- Source records:

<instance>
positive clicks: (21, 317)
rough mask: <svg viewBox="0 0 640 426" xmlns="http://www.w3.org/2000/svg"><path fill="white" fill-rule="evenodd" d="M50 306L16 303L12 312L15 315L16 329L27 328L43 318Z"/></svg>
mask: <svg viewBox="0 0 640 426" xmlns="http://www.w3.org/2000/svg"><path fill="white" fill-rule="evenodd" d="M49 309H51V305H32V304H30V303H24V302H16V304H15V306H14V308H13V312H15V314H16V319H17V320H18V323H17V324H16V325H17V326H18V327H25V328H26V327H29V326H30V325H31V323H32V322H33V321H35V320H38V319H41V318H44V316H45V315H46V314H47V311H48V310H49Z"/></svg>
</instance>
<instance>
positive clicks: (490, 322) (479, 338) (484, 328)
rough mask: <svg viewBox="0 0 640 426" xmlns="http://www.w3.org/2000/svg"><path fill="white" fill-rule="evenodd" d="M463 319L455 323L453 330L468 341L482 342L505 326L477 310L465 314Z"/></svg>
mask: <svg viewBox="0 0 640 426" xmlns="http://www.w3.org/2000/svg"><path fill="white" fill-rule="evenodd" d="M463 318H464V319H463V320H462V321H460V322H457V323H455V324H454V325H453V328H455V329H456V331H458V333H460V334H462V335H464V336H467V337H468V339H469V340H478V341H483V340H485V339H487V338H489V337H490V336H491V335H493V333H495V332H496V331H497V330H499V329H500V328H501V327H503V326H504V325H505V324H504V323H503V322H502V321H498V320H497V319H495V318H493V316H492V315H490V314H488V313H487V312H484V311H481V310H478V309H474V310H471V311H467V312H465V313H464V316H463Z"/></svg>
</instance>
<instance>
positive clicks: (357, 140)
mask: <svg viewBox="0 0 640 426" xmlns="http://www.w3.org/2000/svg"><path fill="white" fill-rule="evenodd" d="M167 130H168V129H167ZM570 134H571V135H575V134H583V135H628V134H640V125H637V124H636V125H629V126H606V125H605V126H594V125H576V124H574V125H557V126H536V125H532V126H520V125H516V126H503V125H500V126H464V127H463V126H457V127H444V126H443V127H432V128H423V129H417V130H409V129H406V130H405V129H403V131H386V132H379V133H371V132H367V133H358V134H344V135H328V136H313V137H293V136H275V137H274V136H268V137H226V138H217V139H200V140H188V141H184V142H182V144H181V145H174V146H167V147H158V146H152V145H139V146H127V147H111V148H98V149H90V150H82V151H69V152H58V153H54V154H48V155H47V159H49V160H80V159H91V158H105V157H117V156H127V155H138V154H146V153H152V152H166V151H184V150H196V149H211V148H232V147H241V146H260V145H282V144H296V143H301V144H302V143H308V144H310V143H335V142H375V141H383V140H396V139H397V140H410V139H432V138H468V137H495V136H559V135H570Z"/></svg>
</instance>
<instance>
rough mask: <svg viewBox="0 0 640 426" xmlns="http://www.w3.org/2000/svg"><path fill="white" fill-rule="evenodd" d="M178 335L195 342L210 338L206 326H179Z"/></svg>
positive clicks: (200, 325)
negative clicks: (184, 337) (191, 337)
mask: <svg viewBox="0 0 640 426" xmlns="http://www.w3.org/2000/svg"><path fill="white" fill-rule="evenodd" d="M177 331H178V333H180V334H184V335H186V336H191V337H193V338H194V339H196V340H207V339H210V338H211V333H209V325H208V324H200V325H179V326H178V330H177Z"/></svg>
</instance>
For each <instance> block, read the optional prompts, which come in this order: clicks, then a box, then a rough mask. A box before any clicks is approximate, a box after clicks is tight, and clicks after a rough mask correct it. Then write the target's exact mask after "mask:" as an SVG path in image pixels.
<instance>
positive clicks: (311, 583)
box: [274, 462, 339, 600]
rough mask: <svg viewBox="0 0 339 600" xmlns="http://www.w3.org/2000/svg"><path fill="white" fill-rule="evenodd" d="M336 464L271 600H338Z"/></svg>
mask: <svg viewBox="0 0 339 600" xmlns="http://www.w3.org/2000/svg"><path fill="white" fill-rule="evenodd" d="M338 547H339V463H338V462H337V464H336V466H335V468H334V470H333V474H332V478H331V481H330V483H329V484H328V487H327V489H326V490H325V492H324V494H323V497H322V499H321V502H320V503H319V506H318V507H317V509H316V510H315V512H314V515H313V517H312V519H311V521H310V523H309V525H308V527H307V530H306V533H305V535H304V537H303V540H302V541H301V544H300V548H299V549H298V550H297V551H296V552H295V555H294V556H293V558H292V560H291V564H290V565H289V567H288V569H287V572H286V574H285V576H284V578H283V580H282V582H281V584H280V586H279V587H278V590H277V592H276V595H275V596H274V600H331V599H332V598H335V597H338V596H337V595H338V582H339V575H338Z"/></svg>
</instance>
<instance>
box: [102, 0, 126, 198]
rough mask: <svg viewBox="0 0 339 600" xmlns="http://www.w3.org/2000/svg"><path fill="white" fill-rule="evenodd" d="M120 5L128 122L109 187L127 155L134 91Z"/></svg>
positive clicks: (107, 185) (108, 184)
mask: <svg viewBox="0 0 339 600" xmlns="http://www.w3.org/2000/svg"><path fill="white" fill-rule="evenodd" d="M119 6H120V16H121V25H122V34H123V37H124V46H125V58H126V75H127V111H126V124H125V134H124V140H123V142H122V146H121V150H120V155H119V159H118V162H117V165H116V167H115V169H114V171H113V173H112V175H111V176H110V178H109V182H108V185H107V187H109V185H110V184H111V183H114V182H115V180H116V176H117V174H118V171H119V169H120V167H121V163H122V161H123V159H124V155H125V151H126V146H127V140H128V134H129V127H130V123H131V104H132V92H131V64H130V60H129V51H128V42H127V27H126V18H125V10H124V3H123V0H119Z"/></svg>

* * *

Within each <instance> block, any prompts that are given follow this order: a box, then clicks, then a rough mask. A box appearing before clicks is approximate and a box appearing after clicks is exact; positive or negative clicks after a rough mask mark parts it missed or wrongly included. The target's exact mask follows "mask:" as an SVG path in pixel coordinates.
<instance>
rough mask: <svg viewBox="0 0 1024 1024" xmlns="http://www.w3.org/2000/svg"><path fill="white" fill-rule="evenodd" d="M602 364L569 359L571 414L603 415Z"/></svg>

- Work order:
Considering the records above, count the lines where the string "this" occurs and return that number alone.

- Reply:
2